**Work to be completed:** Count the lines in the entries below that contain the word "pipe". Reply with the number alone.
---
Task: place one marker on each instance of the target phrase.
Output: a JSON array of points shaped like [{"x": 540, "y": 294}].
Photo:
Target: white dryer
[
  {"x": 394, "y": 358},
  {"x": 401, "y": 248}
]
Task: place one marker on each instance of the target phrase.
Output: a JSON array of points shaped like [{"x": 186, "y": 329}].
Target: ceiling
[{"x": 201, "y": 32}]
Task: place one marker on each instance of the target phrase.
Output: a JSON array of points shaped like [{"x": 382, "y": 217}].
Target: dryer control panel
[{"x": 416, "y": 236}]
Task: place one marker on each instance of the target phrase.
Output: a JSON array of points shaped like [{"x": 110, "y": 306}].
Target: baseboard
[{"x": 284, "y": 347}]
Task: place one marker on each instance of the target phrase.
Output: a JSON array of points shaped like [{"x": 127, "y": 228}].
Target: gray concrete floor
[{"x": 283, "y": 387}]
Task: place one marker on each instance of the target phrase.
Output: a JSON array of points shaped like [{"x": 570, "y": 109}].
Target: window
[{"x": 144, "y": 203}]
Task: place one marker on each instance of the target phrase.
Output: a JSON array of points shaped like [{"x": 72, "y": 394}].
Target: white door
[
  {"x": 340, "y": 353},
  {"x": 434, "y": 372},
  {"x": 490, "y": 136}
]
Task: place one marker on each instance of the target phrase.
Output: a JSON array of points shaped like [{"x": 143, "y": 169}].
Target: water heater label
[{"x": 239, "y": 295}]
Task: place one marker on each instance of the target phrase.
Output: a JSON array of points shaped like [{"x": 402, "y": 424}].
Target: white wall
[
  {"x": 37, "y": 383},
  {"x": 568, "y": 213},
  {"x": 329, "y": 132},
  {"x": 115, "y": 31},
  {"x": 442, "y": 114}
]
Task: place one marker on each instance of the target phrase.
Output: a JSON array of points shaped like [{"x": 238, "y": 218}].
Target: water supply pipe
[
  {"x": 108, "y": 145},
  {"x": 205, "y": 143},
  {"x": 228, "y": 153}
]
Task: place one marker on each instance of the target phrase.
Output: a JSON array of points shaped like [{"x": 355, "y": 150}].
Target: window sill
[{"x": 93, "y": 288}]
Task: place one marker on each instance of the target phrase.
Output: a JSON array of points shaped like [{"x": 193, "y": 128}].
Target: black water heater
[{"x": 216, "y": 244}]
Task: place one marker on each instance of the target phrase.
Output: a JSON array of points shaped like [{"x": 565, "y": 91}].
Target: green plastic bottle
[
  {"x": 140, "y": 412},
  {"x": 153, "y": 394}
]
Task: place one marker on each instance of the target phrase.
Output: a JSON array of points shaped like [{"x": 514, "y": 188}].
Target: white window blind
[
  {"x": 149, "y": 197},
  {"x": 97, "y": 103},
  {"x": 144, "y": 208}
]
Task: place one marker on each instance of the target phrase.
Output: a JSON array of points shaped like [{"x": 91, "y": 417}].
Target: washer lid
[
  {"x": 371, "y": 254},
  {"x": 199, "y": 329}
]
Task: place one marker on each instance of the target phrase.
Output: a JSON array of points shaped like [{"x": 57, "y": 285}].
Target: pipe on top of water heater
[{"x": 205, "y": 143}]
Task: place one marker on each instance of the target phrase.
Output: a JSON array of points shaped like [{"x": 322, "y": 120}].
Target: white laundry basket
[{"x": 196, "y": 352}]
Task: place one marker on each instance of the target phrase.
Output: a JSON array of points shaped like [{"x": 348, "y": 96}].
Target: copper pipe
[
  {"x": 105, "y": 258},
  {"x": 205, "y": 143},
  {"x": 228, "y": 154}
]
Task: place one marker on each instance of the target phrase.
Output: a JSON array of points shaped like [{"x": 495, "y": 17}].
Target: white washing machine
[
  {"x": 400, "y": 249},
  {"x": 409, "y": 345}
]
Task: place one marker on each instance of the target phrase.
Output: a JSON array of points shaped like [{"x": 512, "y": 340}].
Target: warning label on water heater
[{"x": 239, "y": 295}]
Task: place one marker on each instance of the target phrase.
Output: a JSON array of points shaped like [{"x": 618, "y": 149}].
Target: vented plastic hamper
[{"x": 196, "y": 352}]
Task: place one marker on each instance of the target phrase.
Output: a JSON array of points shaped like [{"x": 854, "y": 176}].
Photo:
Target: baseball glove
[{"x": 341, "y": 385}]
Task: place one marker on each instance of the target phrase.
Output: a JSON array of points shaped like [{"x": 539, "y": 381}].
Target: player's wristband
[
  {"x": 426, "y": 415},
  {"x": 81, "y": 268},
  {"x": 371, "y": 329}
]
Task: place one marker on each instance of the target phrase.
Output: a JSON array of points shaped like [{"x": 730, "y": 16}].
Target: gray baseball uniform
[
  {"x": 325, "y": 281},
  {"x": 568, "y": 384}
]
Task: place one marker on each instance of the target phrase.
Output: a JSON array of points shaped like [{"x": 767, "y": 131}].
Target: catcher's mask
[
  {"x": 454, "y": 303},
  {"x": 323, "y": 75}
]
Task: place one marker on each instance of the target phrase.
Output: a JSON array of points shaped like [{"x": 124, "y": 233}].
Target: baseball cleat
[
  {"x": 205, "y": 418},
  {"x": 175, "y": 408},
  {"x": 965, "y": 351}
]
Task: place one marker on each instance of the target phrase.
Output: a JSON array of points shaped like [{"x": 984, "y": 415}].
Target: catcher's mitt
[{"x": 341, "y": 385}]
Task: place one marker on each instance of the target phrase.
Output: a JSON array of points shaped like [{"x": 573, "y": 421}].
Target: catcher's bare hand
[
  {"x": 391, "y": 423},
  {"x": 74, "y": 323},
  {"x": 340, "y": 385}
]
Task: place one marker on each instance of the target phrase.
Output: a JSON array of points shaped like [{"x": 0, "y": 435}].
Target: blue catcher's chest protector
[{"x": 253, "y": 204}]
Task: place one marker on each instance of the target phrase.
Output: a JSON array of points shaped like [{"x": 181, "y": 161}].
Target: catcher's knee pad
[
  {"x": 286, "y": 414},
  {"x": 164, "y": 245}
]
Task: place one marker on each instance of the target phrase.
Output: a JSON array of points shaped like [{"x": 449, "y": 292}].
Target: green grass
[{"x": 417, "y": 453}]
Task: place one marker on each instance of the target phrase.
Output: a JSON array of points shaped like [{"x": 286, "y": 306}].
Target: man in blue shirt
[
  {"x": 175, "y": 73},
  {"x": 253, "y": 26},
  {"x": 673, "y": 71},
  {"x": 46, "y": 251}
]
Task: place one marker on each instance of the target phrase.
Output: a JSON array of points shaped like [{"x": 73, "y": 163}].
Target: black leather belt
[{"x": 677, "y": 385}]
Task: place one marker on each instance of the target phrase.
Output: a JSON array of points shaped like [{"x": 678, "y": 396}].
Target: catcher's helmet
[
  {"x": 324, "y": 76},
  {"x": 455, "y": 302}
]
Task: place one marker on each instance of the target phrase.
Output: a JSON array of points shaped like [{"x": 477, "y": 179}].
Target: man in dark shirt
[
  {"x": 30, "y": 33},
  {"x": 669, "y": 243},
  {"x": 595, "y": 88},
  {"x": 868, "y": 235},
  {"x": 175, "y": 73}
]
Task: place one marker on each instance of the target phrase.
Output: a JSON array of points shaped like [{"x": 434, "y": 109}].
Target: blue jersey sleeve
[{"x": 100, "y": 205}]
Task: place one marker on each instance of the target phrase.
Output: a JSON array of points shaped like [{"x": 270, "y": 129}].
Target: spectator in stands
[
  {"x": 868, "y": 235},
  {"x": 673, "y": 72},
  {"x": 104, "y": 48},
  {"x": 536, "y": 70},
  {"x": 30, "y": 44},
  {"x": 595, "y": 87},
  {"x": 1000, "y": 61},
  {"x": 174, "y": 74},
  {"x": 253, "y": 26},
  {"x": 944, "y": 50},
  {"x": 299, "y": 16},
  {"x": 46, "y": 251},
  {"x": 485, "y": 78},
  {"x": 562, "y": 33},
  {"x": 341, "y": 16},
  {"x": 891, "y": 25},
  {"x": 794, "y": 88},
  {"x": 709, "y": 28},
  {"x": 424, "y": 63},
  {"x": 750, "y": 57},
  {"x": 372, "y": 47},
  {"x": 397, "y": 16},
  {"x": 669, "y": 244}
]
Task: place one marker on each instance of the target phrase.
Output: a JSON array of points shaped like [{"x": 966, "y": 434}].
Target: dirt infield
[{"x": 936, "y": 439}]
---
**Solved problem:** 3